*** Opening Input for this task ***
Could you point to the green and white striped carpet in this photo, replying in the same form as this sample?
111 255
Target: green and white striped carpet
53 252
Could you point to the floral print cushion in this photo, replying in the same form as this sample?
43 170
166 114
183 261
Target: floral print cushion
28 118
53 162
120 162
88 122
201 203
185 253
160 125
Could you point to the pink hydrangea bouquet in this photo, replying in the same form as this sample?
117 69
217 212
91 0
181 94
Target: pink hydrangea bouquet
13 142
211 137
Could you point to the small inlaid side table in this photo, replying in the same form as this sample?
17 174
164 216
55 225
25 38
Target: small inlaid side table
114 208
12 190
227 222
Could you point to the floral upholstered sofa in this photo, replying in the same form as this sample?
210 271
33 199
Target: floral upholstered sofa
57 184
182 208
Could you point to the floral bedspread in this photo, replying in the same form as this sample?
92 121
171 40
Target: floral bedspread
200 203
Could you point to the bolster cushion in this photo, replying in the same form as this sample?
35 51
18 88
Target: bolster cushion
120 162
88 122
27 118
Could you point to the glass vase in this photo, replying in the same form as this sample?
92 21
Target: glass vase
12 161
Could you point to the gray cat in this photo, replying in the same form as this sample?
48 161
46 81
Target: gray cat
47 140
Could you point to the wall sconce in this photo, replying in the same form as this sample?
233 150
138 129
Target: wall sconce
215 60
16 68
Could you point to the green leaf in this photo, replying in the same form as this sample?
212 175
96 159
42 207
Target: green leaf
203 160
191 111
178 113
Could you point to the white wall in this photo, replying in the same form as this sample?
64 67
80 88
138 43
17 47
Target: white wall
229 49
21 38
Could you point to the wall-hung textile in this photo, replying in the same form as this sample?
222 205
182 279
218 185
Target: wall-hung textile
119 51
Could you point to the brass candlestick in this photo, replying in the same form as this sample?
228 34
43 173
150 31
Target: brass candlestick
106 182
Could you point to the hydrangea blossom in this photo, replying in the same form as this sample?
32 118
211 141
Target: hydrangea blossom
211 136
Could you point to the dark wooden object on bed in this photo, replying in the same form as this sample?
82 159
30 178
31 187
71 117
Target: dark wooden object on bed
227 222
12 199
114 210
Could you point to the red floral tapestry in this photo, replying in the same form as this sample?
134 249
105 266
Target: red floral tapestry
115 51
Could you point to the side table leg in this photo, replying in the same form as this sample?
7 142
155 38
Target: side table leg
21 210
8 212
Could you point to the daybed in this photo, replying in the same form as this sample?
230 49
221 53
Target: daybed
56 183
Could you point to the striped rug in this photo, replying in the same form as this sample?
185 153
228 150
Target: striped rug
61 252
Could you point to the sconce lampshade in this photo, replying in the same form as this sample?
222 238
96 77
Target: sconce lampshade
*** Closing Input for this task ***
Assigned task>
Give only the number of lines above holding "lampshade".

Result>
2